[Work instructions]
Write out word for word each line from the one containing "Mark each instance of the sky" through the close of the listing, including both ends. Pictures do not belong in the copy.

[Dataset excerpts]

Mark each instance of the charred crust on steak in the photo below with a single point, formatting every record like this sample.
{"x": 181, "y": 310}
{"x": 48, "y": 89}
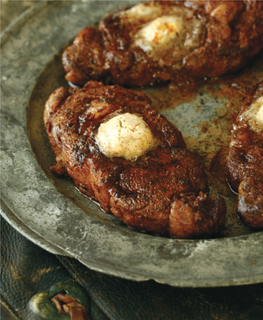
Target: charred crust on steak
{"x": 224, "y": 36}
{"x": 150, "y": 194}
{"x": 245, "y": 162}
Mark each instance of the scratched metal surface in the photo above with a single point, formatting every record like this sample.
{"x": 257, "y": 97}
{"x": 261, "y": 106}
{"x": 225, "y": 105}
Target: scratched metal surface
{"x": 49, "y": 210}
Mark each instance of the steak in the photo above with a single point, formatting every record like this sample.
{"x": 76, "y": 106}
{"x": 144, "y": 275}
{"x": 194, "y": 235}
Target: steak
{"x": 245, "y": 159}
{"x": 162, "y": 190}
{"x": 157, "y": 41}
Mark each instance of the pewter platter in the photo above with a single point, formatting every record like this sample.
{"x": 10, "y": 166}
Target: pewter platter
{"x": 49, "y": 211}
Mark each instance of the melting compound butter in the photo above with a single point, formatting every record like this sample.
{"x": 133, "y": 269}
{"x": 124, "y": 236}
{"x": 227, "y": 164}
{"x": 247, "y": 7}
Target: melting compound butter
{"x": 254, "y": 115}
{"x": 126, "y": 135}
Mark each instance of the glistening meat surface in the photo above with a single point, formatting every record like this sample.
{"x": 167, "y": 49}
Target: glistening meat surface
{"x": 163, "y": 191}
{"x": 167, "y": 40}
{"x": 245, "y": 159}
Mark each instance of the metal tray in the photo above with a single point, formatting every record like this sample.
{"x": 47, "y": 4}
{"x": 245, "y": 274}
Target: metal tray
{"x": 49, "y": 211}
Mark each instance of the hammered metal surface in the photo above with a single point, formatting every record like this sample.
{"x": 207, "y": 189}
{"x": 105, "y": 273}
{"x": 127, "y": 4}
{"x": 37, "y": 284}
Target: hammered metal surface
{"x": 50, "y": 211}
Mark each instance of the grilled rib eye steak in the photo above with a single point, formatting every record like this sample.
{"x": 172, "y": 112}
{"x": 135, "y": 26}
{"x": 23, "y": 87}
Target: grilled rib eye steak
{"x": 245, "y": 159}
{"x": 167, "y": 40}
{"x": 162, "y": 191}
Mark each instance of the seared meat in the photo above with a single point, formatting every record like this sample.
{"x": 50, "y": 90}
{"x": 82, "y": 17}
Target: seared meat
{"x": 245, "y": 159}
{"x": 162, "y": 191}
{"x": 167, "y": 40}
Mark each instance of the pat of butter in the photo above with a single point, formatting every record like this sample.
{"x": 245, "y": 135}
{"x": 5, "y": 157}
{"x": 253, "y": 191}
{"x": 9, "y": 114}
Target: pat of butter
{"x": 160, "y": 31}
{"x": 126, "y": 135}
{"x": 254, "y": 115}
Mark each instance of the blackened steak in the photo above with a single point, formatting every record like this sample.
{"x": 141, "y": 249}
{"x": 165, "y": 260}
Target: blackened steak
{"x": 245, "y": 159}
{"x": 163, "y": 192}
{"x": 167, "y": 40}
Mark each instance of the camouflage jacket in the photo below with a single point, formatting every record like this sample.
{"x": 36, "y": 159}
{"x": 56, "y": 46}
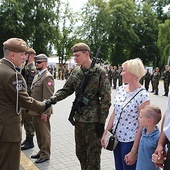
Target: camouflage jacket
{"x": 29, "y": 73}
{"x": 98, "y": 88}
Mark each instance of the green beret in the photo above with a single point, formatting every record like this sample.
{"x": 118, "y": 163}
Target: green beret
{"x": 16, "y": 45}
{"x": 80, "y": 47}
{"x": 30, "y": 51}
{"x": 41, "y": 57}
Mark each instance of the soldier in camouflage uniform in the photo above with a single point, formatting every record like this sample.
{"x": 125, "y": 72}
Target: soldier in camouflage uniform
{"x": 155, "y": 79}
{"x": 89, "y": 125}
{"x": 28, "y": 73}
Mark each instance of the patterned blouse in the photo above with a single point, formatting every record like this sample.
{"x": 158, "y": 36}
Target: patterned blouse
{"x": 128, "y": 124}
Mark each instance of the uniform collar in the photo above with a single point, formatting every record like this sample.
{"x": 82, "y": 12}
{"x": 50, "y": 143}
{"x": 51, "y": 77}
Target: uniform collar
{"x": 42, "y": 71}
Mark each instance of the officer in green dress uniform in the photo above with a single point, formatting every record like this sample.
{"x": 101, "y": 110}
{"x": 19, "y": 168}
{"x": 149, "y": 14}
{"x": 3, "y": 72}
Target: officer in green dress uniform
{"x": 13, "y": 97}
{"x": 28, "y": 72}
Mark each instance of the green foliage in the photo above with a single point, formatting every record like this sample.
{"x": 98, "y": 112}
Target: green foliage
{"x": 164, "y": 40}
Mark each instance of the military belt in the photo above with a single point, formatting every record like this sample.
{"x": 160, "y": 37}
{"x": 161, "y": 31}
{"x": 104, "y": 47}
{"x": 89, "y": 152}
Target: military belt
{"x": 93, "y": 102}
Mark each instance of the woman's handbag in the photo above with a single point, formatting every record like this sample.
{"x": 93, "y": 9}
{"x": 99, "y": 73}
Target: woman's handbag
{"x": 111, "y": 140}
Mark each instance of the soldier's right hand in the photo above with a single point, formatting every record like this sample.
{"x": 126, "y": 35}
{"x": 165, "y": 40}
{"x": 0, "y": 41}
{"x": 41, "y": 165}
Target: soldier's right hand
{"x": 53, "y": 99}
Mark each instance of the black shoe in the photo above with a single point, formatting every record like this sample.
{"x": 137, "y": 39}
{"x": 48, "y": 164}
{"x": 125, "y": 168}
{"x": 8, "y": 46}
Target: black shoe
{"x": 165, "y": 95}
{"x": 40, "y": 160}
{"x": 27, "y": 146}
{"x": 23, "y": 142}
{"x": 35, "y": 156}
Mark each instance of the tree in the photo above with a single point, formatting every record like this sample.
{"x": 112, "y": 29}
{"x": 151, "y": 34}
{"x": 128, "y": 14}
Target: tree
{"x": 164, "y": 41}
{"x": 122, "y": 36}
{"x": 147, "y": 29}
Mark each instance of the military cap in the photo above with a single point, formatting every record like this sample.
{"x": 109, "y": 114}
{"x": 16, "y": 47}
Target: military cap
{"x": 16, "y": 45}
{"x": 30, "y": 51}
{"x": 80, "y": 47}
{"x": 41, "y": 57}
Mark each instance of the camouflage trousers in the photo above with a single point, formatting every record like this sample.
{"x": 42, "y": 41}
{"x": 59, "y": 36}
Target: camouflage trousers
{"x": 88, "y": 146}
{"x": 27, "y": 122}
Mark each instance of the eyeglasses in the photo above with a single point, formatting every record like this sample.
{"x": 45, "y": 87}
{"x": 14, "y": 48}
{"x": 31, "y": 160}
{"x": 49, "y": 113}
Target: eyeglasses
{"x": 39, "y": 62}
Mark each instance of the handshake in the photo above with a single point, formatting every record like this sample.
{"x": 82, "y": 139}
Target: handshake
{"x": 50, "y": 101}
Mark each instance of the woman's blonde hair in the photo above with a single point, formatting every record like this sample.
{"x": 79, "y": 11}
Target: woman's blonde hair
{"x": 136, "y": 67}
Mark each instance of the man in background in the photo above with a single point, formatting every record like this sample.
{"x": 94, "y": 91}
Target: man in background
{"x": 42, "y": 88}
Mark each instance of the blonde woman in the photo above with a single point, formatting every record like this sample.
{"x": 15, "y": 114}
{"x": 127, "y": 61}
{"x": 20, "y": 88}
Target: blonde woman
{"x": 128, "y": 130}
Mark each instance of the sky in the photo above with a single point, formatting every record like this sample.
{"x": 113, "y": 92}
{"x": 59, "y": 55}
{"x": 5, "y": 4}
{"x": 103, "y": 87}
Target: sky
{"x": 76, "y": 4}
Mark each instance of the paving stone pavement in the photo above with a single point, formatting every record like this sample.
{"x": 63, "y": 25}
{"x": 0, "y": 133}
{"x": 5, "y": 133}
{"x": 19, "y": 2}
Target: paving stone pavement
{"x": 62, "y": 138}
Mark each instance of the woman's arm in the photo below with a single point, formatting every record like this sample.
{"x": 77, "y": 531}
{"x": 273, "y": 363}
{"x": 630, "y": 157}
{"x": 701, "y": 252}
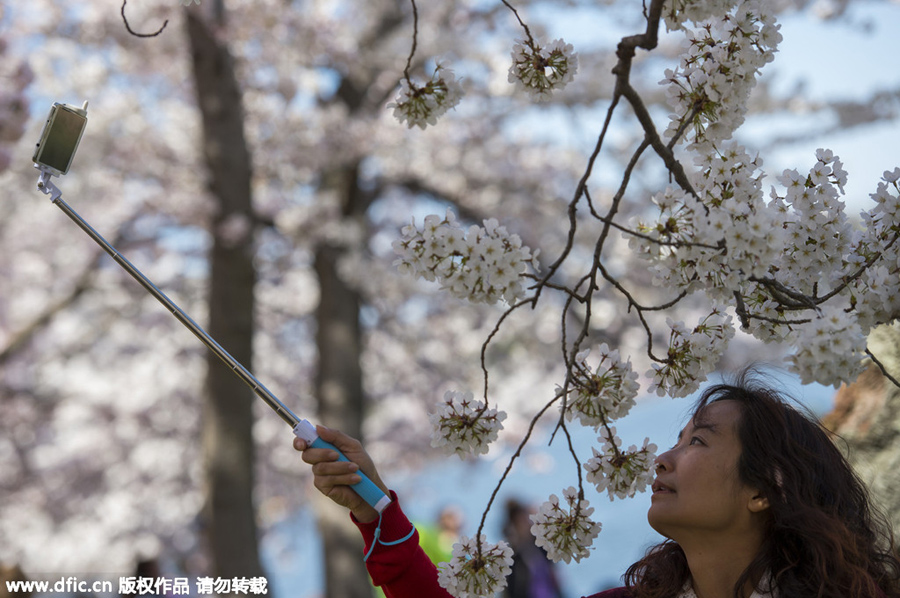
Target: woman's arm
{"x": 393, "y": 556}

[Task response]
Mark each instance of the sky in the photo above with a single point, formatting every record like this sample.
{"x": 113, "y": 92}
{"x": 59, "y": 55}
{"x": 5, "y": 4}
{"x": 103, "y": 87}
Target: sky
{"x": 76, "y": 4}
Mark each instance of the paving stone pavement in the photo above with a single point, formatting every record like this sample.
{"x": 63, "y": 25}
{"x": 0, "y": 133}
{"x": 5, "y": 133}
{"x": 19, "y": 2}
Target: paving stone pavement
{"x": 62, "y": 138}
Mark each instance of the woman's arm in the photo below with a single point, formatting every record like this sample.
{"x": 77, "y": 531}
{"x": 273, "y": 363}
{"x": 630, "y": 157}
{"x": 701, "y": 252}
Target: woman's arm
{"x": 393, "y": 556}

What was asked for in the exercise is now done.